• [Task requirements]
Update the lines from the start of the listing through the line containing "239L407 203L402 199L393", inclusive, by writing them out again with "building window" replaced by "arched window" and nothing else changed.

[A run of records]
——
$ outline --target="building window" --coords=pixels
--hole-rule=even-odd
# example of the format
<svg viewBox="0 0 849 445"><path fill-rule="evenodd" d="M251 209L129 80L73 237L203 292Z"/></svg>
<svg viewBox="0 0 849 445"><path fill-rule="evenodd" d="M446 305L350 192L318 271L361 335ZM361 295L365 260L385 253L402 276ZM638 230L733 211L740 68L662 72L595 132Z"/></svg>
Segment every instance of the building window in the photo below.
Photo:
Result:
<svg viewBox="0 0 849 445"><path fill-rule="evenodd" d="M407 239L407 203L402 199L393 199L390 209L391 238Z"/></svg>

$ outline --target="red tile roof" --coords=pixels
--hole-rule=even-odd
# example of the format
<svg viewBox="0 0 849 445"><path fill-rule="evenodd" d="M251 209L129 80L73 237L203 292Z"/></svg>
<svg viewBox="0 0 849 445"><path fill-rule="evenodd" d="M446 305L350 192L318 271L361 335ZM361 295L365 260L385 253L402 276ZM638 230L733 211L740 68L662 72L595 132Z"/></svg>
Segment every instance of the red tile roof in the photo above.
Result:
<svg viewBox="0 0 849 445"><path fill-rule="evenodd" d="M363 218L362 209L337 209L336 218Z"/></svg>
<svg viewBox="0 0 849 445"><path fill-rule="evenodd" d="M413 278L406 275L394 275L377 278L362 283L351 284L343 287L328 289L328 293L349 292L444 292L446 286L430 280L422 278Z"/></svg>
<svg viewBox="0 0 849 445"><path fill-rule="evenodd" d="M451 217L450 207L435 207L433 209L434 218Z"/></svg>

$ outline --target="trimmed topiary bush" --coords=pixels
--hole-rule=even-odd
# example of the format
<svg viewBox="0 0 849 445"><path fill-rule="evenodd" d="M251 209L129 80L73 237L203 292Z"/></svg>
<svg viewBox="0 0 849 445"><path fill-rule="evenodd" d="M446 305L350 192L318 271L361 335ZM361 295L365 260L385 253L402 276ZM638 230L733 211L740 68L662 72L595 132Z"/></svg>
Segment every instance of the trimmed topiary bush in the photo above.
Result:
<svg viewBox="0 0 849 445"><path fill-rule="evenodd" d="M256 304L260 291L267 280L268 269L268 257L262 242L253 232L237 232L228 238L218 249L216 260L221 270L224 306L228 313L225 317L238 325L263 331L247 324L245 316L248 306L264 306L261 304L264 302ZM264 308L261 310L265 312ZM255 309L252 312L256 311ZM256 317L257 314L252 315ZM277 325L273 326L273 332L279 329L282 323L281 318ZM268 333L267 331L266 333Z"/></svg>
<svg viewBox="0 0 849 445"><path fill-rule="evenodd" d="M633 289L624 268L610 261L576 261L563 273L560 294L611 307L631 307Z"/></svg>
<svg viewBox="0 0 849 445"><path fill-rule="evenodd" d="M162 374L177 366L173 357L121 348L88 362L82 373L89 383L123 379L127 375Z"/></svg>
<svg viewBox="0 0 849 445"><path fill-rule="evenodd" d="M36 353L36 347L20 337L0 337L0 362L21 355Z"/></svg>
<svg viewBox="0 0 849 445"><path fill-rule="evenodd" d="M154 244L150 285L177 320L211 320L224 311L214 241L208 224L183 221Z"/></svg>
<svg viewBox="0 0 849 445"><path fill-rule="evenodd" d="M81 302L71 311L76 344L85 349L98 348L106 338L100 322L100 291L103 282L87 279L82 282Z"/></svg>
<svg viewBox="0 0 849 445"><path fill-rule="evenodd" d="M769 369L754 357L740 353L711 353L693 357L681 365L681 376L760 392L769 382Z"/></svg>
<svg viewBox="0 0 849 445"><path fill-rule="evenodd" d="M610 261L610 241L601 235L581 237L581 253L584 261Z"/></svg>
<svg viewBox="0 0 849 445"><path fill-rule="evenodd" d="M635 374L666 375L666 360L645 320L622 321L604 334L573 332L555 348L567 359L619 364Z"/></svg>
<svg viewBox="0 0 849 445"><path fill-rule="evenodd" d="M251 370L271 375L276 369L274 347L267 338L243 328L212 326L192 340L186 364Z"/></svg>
——
• [Full answer]
$ outline --target="arched window" --coords=pixels
--hole-rule=even-odd
# example of the format
<svg viewBox="0 0 849 445"><path fill-rule="evenodd" d="M251 209L129 80L73 237L203 292Z"/></svg>
<svg viewBox="0 0 849 445"><path fill-rule="evenodd" d="M446 305L350 192L318 271L361 335ZM361 295L365 260L385 253L402 276ZM638 230L733 211L740 68L662 72L595 132Z"/></svg>
Segment every instance of the arched window in the photo below.
Photo:
Result:
<svg viewBox="0 0 849 445"><path fill-rule="evenodd" d="M407 239L407 203L402 199L393 199L390 209L391 238Z"/></svg>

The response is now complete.